◆ The request
Copy all of the material exactly. Pictures are not to appear in the copy.

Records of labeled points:
****************

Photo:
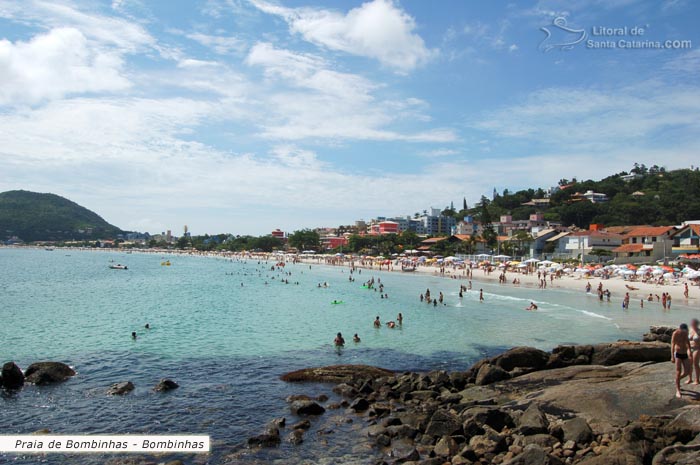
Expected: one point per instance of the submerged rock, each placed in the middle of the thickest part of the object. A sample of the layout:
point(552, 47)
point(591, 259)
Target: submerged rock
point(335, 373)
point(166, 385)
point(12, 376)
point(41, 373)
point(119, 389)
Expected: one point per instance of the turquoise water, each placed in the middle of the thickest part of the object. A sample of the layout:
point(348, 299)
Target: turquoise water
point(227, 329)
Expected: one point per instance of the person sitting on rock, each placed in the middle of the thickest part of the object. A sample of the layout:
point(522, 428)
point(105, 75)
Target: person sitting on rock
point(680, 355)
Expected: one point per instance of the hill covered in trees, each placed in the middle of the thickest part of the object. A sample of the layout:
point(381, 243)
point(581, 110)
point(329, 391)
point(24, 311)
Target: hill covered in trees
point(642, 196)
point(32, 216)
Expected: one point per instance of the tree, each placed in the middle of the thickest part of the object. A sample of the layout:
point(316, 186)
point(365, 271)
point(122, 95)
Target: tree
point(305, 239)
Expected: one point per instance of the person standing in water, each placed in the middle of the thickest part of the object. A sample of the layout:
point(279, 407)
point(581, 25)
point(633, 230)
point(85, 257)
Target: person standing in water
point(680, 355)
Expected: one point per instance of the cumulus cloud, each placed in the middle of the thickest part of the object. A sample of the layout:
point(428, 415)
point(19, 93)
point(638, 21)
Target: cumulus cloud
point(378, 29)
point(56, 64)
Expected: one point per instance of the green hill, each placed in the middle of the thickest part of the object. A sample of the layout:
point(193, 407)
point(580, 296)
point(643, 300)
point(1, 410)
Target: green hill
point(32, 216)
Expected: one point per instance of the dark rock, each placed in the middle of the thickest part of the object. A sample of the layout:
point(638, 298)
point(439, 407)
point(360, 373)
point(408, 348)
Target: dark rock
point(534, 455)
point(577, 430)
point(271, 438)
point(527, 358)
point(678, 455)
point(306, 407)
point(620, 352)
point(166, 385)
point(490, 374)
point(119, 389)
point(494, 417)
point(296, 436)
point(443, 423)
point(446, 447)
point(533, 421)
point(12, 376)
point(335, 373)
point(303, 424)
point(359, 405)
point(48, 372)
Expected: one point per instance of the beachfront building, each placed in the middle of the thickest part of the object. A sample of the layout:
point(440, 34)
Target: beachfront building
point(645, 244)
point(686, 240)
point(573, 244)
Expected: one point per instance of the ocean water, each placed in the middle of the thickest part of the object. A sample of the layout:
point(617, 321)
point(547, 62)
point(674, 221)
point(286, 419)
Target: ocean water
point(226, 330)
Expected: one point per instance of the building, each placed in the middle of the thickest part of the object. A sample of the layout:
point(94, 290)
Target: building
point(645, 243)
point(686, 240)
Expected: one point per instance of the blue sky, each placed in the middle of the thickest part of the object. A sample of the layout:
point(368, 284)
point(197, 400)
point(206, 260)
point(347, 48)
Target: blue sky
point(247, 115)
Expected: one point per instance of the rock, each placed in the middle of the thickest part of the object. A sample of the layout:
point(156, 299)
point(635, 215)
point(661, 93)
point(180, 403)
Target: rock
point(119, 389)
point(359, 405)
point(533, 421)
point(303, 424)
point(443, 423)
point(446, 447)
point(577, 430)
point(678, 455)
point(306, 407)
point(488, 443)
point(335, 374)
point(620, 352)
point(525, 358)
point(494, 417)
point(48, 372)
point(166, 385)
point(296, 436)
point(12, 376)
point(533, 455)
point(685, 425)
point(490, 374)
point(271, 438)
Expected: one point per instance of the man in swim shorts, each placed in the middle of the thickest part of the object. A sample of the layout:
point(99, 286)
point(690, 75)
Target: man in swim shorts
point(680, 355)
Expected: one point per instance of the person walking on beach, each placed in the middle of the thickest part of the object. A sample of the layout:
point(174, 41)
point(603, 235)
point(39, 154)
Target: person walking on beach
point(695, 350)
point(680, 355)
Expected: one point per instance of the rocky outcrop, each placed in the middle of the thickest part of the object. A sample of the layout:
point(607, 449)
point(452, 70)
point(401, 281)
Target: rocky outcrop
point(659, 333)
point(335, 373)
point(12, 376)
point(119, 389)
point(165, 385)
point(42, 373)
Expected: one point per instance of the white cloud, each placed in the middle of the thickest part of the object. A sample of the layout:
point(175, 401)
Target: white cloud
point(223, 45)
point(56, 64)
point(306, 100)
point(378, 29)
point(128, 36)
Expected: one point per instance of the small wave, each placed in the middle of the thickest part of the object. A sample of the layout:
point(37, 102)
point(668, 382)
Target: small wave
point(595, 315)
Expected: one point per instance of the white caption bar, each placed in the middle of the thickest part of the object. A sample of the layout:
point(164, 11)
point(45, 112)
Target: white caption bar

****************

◆ Exercise solution
Photo:
Expected: one point per instance of the submerged rock, each placed in the middle of the thickest part of the object. A sample of the layout:
point(552, 47)
point(591, 259)
Target: submerged rock
point(335, 373)
point(166, 385)
point(12, 376)
point(41, 373)
point(119, 389)
Expected: one point per instance of the turquoise water, each placed in the middle of the thickest part of the object. A sample of the layout:
point(348, 299)
Target: turquoise water
point(227, 329)
Expected: one point per instance of the person sitting on rock, each placed in the middle of the thickest part of the object. A sample of the layout:
point(522, 428)
point(105, 75)
Target: person sitting on rock
point(680, 355)
Expected: one point per instance of the hill covered in trees, each placed in the middle of the thickest part of the object. A sample of the layout:
point(381, 243)
point(581, 110)
point(329, 391)
point(24, 311)
Target: hill covered in trees
point(642, 196)
point(32, 216)
Expected: one point per instance of the tree, each placed in the middle of the thickest part of the object. A sample of the layout:
point(316, 186)
point(365, 271)
point(122, 95)
Target: tree
point(305, 239)
Expected: one point per instance of the person standing in water, each placed in the middle of the thickest part of the object. A sample of the layout:
point(279, 407)
point(581, 25)
point(633, 230)
point(85, 257)
Target: person standing in water
point(680, 355)
Expected: one point per instance of the cumulus cloud, each placed in the middle of the thickest part of the object. A sample of the layout:
point(428, 415)
point(19, 93)
point(638, 21)
Target: cumulus cloud
point(378, 29)
point(56, 64)
Expected: one point per instance of the green hill, each placed in the middle of the thickest part of the object. A sample of the layout:
point(193, 407)
point(580, 296)
point(643, 300)
point(1, 410)
Target: green hill
point(32, 216)
Expected: one point per instance of the dark rock, each placed in the middle of the thickest part of the object. A sample of the layout:
point(638, 298)
point(439, 407)
point(360, 373)
point(408, 348)
Target: dark rock
point(534, 455)
point(577, 430)
point(271, 438)
point(527, 358)
point(678, 455)
point(306, 407)
point(620, 352)
point(166, 385)
point(490, 374)
point(119, 389)
point(494, 417)
point(296, 436)
point(443, 423)
point(446, 447)
point(533, 421)
point(12, 376)
point(335, 373)
point(303, 424)
point(359, 405)
point(48, 372)
Expected: one point per instance of the beachfront building, each placed in the middle of the thickest part of the object. A sample of the layout:
point(440, 34)
Target: beachfront building
point(645, 244)
point(686, 240)
point(573, 244)
Expected: one point per instance of the ocean water, each placed in the middle of the thickest part of the object. A sample of the layout:
point(617, 321)
point(547, 62)
point(674, 221)
point(286, 419)
Target: ocean water
point(226, 330)
Expected: one point per instance of the building, each placed in the middle of the thickest part of the object. A sample of the layout:
point(94, 290)
Target: building
point(645, 243)
point(686, 240)
Expected: one point per instance of the blue sky, each placed in the middle of the thickest part of the object. A sample of the layout:
point(368, 284)
point(197, 400)
point(206, 260)
point(347, 48)
Target: blue sky
point(247, 115)
Expected: one point per instance of the rock, each placed in the middle of the thickest part of the object. A sample of the layout:
point(156, 299)
point(635, 215)
point(661, 93)
point(180, 403)
Target: rock
point(119, 389)
point(359, 405)
point(533, 421)
point(303, 424)
point(443, 423)
point(446, 447)
point(577, 430)
point(678, 455)
point(306, 407)
point(488, 443)
point(335, 374)
point(620, 352)
point(525, 358)
point(494, 417)
point(48, 372)
point(166, 385)
point(296, 436)
point(12, 376)
point(533, 455)
point(685, 425)
point(490, 374)
point(271, 438)
Expected: one point per instance of the man in swim shorts, each placed in the middle of the thickest part of the object. A sample of the layout:
point(99, 286)
point(690, 75)
Target: man in swim shorts
point(680, 355)
Expected: one point per instance of the person walking on beach, each placed in the middle of the thickest part of the object. A sample of the layout:
point(174, 41)
point(603, 235)
point(39, 154)
Target: person walking on beach
point(695, 350)
point(680, 355)
Expected: one point per instance of the rocky outcrop, each placed in the middle of the thickest part of the object. A sample of the layout:
point(607, 449)
point(452, 70)
point(401, 281)
Target: rocky outcrop
point(659, 333)
point(335, 373)
point(12, 376)
point(119, 389)
point(165, 385)
point(42, 373)
Expected: one point per instance of the white cloud, each placed in the middle of the thickest part of the object. A sample of the layout:
point(175, 401)
Target: white cloud
point(223, 45)
point(56, 64)
point(306, 100)
point(378, 29)
point(128, 36)
Expected: one point per instance of the small wave, each placed in the middle of the thickest part of the object. A sample of the layout:
point(37, 102)
point(668, 382)
Target: small wave
point(595, 315)
Expected: one point per instance of the white caption bar, each placed in the middle of the thickest part of the object. A sample of the layout:
point(164, 11)
point(45, 112)
Target: white caption bar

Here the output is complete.